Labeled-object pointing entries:
** begin **

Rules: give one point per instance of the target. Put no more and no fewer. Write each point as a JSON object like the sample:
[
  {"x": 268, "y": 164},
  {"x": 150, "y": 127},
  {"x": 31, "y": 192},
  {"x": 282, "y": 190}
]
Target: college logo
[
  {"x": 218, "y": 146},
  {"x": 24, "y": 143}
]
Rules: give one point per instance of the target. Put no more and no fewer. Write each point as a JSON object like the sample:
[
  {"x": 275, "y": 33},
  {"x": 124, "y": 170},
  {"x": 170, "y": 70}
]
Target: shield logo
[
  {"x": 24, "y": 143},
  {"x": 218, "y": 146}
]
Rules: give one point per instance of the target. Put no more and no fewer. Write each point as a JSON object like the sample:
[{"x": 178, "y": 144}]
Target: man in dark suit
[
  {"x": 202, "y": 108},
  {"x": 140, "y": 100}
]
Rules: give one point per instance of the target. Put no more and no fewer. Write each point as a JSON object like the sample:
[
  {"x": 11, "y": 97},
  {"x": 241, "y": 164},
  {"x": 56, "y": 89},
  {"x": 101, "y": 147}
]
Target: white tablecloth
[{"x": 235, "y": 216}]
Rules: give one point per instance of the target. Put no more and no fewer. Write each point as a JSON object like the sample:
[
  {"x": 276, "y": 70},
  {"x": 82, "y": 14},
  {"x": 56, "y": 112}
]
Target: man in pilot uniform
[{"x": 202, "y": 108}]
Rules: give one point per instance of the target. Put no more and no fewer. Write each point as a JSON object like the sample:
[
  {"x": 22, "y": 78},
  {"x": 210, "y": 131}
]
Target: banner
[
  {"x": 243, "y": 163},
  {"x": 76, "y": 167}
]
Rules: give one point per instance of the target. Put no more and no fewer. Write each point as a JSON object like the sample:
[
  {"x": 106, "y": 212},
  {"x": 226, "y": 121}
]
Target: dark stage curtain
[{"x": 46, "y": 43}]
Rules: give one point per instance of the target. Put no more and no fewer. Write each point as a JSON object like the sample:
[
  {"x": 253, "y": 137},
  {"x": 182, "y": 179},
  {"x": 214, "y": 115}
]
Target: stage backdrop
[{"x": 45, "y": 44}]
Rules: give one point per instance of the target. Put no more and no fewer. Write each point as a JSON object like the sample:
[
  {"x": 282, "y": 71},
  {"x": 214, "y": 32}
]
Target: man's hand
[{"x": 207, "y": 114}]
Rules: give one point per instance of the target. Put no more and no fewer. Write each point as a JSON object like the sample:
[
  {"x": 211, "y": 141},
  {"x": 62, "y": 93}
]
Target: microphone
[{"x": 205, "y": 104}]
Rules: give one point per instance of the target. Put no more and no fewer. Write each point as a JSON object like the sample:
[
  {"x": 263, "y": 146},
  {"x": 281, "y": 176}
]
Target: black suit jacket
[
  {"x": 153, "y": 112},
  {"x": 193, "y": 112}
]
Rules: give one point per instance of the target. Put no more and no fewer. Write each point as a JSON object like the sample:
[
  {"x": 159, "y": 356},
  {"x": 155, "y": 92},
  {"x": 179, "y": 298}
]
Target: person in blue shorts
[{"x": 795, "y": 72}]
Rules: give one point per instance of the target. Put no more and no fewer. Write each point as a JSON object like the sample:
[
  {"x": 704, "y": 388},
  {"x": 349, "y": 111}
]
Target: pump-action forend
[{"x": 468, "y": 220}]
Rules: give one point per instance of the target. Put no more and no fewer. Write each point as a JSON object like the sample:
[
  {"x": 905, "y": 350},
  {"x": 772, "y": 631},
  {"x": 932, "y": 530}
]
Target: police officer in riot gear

** end **

#### YOUR TASK
Repeat the lines above exactly.

#### SOLVED PROBLEM
Rules: give one point per instance of the target. Put no more and no fewer. Write each point as a JSON object like the sample:
[
  {"x": 268, "y": 164},
  {"x": 150, "y": 127},
  {"x": 31, "y": 192},
  {"x": 282, "y": 190}
]
Target: college logo
[
  {"x": 218, "y": 146},
  {"x": 24, "y": 143}
]
Rules: give one point per instance of the target. Put no more and no fewer. Write each point as a JSON object like the sample:
[
  {"x": 275, "y": 33},
  {"x": 124, "y": 170},
  {"x": 170, "y": 70}
]
Target: shield logo
[
  {"x": 24, "y": 143},
  {"x": 218, "y": 146}
]
Rules: give one point per instance of the target. Put no more and no fewer. Write each point as a JSON object like the sample:
[{"x": 178, "y": 144}]
Target: man in dark suit
[
  {"x": 202, "y": 108},
  {"x": 140, "y": 100}
]
Rules: give one point per instance of the target. Put no more and no fewer. Write each point as a JSON object like the sample:
[
  {"x": 11, "y": 97},
  {"x": 241, "y": 164},
  {"x": 56, "y": 89},
  {"x": 101, "y": 147}
]
Target: white tablecloth
[{"x": 235, "y": 216}]
Rules: give one point per instance of the target. Put no more and no fewer. Write each point as a JSON object like the sample:
[
  {"x": 276, "y": 70},
  {"x": 82, "y": 14},
  {"x": 56, "y": 112}
]
Target: man in pilot uniform
[{"x": 202, "y": 108}]
Rules: give one point per instance of the target. Put no more and no fewer. Write each point as a JSON object like the sample:
[
  {"x": 22, "y": 78},
  {"x": 210, "y": 131}
]
Target: banner
[
  {"x": 243, "y": 163},
  {"x": 76, "y": 167}
]
Rules: give one point per instance of the target. Put no more and no fewer. Write each point as a JSON object like the sample:
[
  {"x": 106, "y": 212},
  {"x": 226, "y": 121}
]
Target: dark stage curtain
[{"x": 46, "y": 43}]
Rules: give one point per instance of the target. Put no more and no fewer. Write each point as a JSON object like the sample:
[
  {"x": 253, "y": 137},
  {"x": 182, "y": 179},
  {"x": 214, "y": 115}
]
Target: stage backdrop
[{"x": 45, "y": 44}]
Rules: give one point per instance of the target. Put no more and no fewer. Write each point as a JSON object like the sample:
[
  {"x": 282, "y": 71},
  {"x": 214, "y": 32}
]
Target: man's hand
[{"x": 207, "y": 114}]
Rules: give one point per instance of the target. Put no more and no fewer. Write each point as a JSON object like the sample:
[
  {"x": 211, "y": 141},
  {"x": 62, "y": 93}
]
Target: microphone
[{"x": 205, "y": 104}]
Rules: give one point per instance of the target. Put no more and no fewer. Write each point as a JSON object like the sample:
[
  {"x": 263, "y": 146},
  {"x": 281, "y": 176}
]
Target: black suit jacket
[
  {"x": 153, "y": 112},
  {"x": 193, "y": 112}
]
Rules: give one point per instance of the target. Put no more and no fewer. Write each point as a JSON object like the sample:
[
  {"x": 159, "y": 356},
  {"x": 155, "y": 92},
  {"x": 179, "y": 298}
]
Target: person in blue shorts
[{"x": 795, "y": 72}]
Rules: give one point per instance of the target. Put no more and no fewer. Write each point as a JSON object like the sample:
[
  {"x": 704, "y": 388},
  {"x": 349, "y": 111}
]
Target: pump-action forend
[{"x": 468, "y": 220}]
Rules: give one point per instance of the target. Put no more and no fewer. Write each point as a JSON object like the sample:
[
  {"x": 905, "y": 350},
  {"x": 772, "y": 631},
  {"x": 932, "y": 530}
]
Target: police officer in riot gear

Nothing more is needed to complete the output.